(Records from a collection)
....

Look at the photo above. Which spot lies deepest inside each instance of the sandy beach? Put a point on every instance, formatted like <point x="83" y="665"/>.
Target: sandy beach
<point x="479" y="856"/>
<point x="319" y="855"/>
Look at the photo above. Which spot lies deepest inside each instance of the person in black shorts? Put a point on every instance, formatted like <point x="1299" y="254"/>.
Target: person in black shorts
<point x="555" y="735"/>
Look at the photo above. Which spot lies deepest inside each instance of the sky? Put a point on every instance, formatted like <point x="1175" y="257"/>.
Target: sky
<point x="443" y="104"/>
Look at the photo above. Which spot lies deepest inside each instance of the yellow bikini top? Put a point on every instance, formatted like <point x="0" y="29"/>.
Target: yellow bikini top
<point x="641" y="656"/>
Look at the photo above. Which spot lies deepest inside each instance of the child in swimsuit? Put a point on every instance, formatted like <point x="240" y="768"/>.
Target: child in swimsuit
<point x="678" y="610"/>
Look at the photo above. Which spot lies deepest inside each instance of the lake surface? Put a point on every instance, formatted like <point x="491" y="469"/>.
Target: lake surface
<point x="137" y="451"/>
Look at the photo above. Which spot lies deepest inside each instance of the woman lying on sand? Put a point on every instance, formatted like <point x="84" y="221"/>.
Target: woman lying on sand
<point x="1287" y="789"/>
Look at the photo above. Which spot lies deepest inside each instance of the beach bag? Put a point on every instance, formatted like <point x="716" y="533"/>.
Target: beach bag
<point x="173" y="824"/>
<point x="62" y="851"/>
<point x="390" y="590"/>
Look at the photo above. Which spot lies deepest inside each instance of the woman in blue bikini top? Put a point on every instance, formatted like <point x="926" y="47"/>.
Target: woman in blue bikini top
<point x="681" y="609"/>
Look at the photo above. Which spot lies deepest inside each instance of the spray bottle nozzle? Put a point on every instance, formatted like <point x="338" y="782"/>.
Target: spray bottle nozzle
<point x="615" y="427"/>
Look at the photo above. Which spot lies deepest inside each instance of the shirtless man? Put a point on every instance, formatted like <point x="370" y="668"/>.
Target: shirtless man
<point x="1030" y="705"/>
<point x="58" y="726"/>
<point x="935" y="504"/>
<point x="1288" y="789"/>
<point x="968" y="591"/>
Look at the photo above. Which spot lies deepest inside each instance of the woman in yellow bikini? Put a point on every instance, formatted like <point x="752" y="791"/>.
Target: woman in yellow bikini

....

Copy the records above word for word, from the line containing "of the lake" through the last line of the records, inclusive.

RESULT OF THIS TASK >>
Look at the photo above. Which spot lies deepest inside each instance of the lake surface? Put a point on every instance, formatted like <point x="491" y="469"/>.
Target: lake surface
<point x="137" y="451"/>
Look at the photo above. Which spot lies deepest inside each instance of the woman lying on sand? Put a point on every instance, formatted like <point x="84" y="221"/>.
Target: woman lying on sand
<point x="1287" y="789"/>
Look at the photo above. Which spot lies deepest inside each instance of the beach bag? Put a point on every instance, formatted like <point x="716" y="533"/>.
Target: beach bag
<point x="173" y="824"/>
<point x="62" y="851"/>
<point x="390" y="590"/>
Look at the photo above. Which spot lies deepest inside each instance of the woman in blue bikini top? Put a point on every instance, formatted like <point x="926" y="47"/>.
Target: woman in blue bikini top
<point x="681" y="609"/>
Look at the photo above. Which spot lies deepest inside each instance of the spray bottle nozzle? Put a point on every instance, formatted like <point x="338" y="782"/>.
Target: spray bottle nozzle
<point x="615" y="427"/>
Look at the photo above. Which spot lies deepest inside each instance of the shirtless man? Put a point on every instance, formatted like <point x="370" y="668"/>.
Target: shirtless man
<point x="1030" y="705"/>
<point x="58" y="726"/>
<point x="935" y="504"/>
<point x="1288" y="789"/>
<point x="968" y="591"/>
Look at the photo above. Which spot lies deepest inside each instance of the woman in yellow bikini? Put a point on every instance, formatted like <point x="752" y="791"/>.
Target: woman in yellow bikini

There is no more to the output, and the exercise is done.